[Dataset entries]
====

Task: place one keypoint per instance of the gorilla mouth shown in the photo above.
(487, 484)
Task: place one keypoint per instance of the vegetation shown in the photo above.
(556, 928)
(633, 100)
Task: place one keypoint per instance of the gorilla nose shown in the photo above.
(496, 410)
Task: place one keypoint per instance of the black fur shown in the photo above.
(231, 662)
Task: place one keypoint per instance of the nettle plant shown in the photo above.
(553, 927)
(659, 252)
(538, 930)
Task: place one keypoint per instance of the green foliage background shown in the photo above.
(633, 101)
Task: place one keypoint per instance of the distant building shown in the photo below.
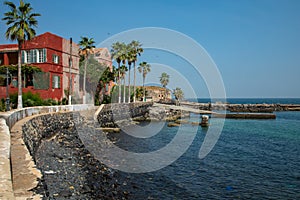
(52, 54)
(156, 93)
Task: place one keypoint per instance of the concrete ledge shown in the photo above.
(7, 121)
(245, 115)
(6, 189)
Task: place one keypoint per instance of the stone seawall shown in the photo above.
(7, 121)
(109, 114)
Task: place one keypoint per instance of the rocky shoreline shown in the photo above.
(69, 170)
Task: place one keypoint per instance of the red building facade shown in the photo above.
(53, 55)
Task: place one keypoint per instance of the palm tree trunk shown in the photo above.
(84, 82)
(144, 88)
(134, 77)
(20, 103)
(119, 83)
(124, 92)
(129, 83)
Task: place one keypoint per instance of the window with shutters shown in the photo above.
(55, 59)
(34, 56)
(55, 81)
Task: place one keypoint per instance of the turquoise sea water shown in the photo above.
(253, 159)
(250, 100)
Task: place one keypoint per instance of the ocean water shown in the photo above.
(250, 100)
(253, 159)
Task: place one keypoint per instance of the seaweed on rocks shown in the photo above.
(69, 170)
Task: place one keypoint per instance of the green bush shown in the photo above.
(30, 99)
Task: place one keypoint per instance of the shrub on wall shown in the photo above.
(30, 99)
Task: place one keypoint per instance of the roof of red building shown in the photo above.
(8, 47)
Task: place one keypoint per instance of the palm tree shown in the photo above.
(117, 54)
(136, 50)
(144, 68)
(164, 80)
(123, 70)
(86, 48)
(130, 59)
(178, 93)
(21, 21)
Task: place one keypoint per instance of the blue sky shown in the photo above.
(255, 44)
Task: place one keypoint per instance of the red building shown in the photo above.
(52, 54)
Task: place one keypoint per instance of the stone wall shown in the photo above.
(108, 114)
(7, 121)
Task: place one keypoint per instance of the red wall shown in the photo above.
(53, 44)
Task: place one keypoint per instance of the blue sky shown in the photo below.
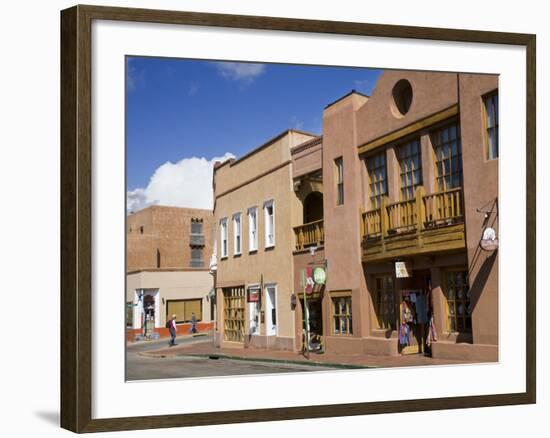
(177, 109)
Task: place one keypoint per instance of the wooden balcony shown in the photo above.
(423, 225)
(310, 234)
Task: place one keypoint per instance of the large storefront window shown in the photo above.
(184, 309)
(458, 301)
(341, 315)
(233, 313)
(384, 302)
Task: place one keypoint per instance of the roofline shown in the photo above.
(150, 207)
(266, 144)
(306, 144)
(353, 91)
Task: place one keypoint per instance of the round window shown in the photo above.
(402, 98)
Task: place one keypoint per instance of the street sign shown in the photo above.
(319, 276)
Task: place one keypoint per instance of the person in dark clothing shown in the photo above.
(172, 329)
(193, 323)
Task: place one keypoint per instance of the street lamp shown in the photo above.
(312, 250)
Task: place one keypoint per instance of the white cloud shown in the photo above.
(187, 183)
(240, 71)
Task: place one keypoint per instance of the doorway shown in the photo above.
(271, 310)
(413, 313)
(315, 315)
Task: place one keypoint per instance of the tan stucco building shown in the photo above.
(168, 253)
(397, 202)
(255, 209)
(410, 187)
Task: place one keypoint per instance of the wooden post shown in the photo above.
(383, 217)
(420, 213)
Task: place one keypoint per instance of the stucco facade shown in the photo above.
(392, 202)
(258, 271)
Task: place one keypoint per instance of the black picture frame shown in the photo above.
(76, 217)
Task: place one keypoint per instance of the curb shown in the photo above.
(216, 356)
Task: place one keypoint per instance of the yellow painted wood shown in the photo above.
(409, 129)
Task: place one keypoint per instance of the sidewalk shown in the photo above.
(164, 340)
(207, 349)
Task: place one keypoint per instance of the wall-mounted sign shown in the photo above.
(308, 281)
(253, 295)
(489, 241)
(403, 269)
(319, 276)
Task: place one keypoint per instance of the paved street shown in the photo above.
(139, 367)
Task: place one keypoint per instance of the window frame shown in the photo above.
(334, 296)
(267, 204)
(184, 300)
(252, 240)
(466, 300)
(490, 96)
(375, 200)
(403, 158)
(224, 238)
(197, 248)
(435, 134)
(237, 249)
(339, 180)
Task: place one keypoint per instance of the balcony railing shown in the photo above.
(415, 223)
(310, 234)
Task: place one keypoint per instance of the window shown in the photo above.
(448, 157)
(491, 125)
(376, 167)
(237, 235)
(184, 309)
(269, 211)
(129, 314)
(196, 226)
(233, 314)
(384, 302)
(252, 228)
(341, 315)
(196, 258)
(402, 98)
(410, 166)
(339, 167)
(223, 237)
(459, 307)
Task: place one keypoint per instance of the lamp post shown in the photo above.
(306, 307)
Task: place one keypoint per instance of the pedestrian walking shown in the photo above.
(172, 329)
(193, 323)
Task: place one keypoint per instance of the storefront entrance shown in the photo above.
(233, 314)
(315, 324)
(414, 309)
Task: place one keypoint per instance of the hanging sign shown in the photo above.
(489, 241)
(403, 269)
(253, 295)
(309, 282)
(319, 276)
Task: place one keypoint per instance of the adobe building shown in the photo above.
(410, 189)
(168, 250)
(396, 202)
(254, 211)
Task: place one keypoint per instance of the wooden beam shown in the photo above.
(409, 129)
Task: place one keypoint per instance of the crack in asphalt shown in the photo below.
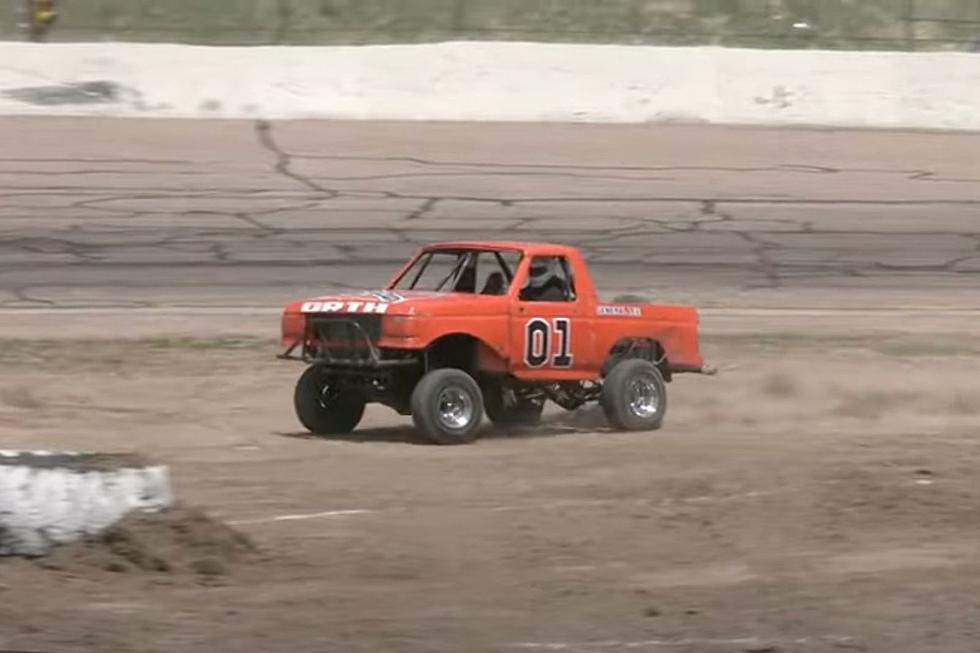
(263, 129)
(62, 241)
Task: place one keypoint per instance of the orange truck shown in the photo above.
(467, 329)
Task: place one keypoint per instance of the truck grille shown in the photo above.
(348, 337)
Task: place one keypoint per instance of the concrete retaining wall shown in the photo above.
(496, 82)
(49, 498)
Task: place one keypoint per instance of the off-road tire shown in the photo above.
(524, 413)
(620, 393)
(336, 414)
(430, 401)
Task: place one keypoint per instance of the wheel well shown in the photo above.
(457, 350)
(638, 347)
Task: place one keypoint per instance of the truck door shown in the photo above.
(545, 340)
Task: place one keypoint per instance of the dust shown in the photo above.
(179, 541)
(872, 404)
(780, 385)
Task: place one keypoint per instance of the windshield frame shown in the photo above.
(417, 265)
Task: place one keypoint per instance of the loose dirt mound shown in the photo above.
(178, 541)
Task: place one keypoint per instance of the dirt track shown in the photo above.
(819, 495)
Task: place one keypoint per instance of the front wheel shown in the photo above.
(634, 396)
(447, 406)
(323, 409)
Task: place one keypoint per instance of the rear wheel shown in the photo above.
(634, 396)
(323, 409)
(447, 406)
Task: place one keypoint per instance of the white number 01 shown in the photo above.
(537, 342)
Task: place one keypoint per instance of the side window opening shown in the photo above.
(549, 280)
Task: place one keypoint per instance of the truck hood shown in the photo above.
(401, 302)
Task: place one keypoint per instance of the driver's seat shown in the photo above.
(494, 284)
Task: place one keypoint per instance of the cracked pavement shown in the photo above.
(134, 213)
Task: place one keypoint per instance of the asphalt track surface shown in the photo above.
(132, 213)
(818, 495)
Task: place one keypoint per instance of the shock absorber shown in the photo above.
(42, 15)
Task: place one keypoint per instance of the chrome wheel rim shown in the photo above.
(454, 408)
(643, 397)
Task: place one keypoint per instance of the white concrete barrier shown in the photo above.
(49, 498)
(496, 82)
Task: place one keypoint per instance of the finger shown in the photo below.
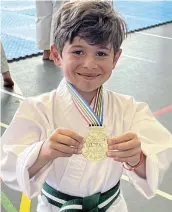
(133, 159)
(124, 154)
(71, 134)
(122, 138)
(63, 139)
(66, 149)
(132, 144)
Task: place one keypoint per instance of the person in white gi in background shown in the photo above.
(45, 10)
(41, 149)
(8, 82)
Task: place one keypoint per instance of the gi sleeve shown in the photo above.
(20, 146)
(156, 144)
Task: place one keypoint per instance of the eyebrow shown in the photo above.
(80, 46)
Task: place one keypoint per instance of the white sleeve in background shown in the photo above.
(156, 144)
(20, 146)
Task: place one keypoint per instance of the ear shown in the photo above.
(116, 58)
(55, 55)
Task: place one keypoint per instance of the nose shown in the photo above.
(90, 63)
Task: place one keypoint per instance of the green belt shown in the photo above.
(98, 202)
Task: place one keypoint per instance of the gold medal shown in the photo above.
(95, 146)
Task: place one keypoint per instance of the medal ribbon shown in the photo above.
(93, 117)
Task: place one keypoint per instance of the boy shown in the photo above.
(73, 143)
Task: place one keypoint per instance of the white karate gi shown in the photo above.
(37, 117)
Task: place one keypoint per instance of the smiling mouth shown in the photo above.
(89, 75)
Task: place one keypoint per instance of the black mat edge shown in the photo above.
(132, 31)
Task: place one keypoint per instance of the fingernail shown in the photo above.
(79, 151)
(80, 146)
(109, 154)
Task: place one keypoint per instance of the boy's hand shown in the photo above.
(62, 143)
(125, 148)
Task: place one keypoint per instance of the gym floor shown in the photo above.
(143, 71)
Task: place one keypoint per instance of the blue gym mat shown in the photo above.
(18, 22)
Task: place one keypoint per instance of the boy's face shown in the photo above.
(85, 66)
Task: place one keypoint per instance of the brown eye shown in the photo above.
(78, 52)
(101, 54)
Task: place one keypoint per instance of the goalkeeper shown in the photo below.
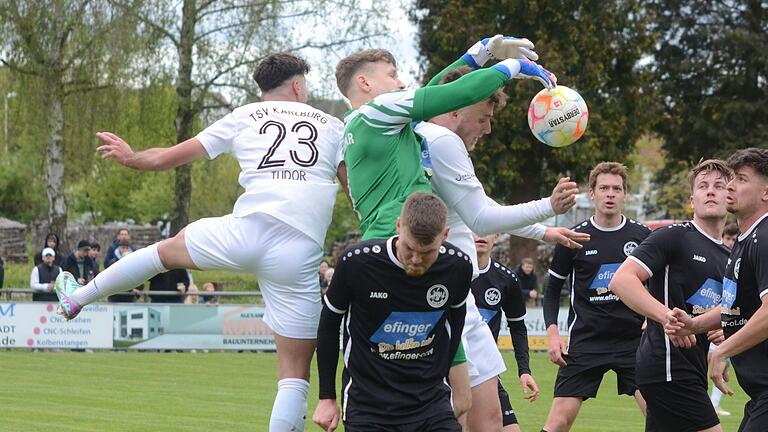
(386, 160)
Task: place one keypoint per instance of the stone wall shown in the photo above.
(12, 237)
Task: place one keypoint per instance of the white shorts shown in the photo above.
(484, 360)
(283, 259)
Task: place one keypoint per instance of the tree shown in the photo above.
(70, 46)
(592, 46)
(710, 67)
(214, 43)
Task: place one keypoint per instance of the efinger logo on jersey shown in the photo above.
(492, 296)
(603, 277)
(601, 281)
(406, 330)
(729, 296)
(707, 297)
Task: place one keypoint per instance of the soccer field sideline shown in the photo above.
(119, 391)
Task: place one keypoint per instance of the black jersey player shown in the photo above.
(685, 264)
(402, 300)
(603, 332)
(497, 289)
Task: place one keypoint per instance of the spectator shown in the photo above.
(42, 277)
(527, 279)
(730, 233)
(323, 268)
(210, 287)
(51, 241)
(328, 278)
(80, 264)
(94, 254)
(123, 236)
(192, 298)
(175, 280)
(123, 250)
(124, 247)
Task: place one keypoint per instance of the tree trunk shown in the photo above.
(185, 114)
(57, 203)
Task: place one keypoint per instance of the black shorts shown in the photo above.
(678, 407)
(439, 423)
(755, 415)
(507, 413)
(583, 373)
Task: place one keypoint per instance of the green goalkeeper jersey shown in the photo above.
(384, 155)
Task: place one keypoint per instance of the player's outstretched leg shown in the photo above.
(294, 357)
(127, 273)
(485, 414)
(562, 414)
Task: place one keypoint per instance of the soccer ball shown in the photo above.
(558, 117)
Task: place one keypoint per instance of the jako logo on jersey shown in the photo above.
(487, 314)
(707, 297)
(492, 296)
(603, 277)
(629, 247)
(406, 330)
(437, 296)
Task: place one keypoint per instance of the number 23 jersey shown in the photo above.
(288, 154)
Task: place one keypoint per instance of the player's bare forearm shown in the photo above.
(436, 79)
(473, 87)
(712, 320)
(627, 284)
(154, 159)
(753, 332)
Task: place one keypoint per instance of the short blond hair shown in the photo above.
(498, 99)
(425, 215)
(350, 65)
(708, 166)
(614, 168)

====

* _What the task asks_
The answer must be an exact copy of the lines from the one that holds "Task: place one keypoint per instance of the goalkeeper" through the end of the data, both included, with no pictures.

* _Solution to the exercise_
Task: place one keypoint per instance of the goalkeeper shown in the photo below.
(386, 160)
Task: place one keypoint per instance of the stone wall shown in the photo above.
(12, 237)
Task: place one keypoint per instance of the white shorts shown in the photo above.
(484, 360)
(283, 259)
Task: place one keypoint per instance of the tree shown in the photo above.
(70, 46)
(592, 46)
(710, 67)
(214, 43)
Task: place one keypoint per instance of the efinger logo on jersey shown in the photo above.
(492, 296)
(603, 277)
(601, 281)
(406, 330)
(729, 296)
(707, 297)
Task: place one keypoint per instance of the soccer field sideline shown in the photo above.
(119, 391)
Task: place one keypoint per instance of the black jersey player shown in the photo above.
(685, 264)
(402, 300)
(603, 332)
(497, 289)
Task: place one keypoint per instance of the spectator shown in the photo above.
(42, 277)
(527, 279)
(730, 233)
(323, 268)
(210, 287)
(51, 241)
(328, 278)
(80, 264)
(94, 254)
(123, 236)
(192, 298)
(175, 280)
(123, 250)
(124, 247)
Task: place one keypoint per instance of the tree trunk shown in the photo above.
(185, 114)
(57, 203)
Task: place one keypoint per instance of the black shorts shown in the photo above.
(678, 407)
(439, 423)
(755, 415)
(507, 413)
(583, 373)
Task: place one keypoint per instance of the green goalkeeper jersey shown in the photo above.
(384, 155)
Task: place one keypoint per instance of the player's outstretched leg shown in the photo above.
(294, 357)
(127, 273)
(485, 414)
(562, 414)
Task: place one keypoint per instance of the soccer ball shown in the photo above.
(558, 117)
Task: place one keypoint per instance of the jako logo on jersey shown in the photo above.
(487, 314)
(707, 297)
(492, 296)
(603, 277)
(629, 247)
(406, 330)
(437, 296)
Task: place one keypoint per instance of the number 23 jersey shown in the photo above.
(288, 154)
Task: place one keypoint per instance of the player's bare forearm shown in the photo above.
(436, 79)
(473, 87)
(712, 320)
(627, 284)
(154, 159)
(753, 332)
Task: place one keypoint per instance of the short blond hair shown in the photo above.
(498, 99)
(425, 215)
(350, 65)
(708, 166)
(614, 168)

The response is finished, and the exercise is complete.